▶ [Requirements]: Identify every line in the listing below that contains the word "screen". Copy each such line in full, and treat case as significant, so only lines whose letters match in case count.
====== Task data
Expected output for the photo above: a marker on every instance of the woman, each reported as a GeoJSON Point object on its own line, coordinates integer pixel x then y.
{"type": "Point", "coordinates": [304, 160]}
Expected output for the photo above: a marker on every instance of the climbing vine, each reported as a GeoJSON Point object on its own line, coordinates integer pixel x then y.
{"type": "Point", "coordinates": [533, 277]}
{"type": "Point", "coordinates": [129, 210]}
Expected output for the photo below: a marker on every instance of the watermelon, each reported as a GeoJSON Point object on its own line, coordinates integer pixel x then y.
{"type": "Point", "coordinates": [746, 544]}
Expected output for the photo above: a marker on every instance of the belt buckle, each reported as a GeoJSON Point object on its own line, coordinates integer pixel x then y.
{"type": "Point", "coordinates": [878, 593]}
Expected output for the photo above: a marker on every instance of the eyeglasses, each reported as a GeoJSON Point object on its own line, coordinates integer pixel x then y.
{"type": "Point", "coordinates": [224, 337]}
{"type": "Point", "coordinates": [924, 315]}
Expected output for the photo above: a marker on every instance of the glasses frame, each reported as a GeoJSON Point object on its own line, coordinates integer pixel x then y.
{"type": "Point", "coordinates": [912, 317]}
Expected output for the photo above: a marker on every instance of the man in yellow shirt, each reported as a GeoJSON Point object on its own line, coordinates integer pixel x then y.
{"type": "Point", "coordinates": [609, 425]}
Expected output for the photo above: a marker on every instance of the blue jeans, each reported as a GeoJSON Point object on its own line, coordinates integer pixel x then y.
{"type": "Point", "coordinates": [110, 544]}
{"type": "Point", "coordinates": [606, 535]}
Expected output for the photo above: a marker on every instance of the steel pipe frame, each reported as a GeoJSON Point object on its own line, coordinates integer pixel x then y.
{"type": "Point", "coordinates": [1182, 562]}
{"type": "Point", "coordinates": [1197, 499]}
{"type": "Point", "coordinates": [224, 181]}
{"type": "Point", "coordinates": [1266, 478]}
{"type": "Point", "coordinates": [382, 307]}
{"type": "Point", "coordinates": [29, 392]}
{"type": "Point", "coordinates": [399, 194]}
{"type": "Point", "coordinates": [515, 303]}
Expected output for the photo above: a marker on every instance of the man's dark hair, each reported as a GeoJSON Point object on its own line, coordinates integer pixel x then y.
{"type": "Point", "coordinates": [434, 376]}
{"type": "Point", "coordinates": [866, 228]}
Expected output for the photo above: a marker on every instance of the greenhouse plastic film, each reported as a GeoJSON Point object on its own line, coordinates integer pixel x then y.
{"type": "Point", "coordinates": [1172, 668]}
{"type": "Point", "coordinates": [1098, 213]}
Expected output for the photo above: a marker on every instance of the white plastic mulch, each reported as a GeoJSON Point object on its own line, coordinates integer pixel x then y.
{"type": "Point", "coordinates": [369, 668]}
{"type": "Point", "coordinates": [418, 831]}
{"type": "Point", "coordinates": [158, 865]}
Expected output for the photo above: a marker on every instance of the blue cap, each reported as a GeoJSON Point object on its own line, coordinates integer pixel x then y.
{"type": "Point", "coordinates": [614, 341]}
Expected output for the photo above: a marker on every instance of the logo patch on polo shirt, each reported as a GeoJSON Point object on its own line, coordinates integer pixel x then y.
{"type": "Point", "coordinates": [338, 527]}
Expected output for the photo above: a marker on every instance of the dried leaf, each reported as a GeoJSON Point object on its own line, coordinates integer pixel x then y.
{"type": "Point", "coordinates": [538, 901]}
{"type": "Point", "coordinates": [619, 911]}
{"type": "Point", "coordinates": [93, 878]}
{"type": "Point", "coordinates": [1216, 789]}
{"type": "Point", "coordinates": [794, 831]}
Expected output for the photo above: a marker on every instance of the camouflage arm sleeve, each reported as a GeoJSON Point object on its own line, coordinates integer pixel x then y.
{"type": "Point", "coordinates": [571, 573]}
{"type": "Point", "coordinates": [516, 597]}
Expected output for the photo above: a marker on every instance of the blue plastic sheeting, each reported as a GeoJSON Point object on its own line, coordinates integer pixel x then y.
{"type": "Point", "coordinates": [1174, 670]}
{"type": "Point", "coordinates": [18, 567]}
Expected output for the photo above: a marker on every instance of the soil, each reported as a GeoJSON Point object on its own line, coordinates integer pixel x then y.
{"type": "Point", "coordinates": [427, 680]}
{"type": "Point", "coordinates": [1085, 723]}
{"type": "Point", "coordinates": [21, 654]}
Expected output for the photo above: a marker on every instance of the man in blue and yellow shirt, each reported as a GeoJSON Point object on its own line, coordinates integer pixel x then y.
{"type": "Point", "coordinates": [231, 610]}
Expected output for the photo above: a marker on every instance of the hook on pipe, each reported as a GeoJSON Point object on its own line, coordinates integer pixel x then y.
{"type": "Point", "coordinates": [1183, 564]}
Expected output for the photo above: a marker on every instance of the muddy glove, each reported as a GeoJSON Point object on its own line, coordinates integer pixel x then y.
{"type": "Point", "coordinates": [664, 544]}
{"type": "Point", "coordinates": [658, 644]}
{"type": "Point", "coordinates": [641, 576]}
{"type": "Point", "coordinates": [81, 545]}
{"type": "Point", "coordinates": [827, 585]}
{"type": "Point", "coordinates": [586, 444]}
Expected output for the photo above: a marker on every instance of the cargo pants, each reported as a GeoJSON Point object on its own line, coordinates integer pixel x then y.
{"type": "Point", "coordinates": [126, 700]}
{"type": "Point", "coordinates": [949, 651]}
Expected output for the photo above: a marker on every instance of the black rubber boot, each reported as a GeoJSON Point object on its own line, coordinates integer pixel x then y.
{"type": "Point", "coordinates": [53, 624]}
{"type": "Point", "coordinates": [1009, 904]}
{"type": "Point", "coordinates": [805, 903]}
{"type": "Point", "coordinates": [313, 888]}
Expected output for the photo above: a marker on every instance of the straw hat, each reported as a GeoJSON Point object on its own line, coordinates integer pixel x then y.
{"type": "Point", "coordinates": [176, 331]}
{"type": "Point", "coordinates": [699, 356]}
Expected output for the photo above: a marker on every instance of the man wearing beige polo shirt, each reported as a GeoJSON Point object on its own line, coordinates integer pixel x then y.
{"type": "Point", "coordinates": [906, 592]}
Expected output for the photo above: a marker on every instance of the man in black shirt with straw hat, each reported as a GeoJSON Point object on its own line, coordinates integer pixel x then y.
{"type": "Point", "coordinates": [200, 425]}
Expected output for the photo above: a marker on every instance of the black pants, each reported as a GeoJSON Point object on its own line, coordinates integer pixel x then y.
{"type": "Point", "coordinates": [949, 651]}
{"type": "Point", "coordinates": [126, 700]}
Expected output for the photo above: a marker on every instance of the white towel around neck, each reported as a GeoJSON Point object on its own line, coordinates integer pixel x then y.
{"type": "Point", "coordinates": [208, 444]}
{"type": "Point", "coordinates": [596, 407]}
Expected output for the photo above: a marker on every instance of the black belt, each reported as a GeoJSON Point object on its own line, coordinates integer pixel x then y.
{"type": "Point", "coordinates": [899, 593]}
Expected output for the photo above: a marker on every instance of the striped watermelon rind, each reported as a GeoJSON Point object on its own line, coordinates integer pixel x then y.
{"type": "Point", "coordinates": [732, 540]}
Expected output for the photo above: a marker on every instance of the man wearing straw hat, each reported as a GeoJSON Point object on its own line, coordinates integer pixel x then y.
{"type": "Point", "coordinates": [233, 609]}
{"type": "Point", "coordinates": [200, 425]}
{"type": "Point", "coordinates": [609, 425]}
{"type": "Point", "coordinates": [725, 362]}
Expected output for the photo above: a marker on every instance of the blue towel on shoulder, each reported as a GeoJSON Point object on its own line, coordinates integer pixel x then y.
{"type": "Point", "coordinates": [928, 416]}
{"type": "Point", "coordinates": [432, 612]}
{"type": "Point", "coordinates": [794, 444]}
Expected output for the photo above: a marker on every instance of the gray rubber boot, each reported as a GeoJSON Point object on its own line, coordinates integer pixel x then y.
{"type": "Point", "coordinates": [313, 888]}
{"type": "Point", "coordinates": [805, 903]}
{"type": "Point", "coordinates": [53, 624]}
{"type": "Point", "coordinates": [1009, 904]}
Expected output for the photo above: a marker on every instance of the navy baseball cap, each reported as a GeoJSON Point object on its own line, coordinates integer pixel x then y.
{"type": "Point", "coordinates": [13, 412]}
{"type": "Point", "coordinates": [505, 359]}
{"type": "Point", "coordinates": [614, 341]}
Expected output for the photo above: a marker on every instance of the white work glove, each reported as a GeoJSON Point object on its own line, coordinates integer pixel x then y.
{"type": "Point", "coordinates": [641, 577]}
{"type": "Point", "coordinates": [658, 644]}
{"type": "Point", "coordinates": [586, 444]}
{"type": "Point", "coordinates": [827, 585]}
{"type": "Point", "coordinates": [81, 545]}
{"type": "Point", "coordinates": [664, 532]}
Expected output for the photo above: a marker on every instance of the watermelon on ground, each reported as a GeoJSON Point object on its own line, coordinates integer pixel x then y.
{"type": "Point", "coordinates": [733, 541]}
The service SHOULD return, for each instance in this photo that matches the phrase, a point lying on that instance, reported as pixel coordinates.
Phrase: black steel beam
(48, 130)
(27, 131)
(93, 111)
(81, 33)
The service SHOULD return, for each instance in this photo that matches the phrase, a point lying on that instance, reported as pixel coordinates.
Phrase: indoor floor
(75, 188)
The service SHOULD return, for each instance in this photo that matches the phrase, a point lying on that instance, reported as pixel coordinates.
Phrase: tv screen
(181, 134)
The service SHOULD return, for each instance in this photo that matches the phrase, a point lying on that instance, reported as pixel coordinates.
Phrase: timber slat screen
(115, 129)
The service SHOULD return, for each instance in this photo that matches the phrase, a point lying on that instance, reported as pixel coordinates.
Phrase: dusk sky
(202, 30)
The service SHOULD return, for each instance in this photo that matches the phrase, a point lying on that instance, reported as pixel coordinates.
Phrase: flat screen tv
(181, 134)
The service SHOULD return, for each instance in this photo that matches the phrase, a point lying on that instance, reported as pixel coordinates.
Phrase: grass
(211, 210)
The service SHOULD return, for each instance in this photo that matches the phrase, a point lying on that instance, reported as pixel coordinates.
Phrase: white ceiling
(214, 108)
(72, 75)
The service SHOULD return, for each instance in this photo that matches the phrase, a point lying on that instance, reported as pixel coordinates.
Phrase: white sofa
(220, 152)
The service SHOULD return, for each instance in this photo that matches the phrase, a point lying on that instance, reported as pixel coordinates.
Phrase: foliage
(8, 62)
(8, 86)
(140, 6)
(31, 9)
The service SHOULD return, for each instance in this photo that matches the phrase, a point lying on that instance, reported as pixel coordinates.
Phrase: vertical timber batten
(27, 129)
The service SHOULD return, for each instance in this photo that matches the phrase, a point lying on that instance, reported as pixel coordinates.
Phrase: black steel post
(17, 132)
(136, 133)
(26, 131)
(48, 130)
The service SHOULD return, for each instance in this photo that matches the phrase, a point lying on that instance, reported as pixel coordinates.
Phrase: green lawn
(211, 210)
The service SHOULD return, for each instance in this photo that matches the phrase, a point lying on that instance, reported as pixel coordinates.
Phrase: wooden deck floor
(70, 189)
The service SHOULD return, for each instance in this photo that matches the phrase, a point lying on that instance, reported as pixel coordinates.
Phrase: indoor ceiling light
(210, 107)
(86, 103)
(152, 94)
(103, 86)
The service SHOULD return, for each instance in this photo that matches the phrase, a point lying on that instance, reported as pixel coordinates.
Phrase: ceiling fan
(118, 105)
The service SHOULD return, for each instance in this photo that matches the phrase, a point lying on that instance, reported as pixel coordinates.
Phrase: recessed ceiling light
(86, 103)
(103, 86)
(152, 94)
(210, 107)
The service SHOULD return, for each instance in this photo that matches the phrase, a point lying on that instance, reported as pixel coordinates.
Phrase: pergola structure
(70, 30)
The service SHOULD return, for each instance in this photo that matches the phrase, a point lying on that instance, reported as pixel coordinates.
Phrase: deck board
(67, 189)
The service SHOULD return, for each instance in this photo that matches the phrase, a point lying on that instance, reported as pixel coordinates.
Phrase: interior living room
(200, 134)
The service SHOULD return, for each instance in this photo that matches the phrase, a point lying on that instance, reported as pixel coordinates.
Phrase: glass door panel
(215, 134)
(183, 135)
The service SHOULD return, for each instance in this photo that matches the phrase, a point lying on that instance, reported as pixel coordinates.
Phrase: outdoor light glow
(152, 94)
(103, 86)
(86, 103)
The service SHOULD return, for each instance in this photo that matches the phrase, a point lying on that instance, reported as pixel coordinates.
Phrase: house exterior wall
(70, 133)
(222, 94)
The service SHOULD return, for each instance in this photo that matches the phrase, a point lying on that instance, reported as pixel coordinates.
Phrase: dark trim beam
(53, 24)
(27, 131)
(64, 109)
============
▶ [Answer in full]:
Phrase: tv screen
Phrase: timber slat screen
Phrase: flat screen tv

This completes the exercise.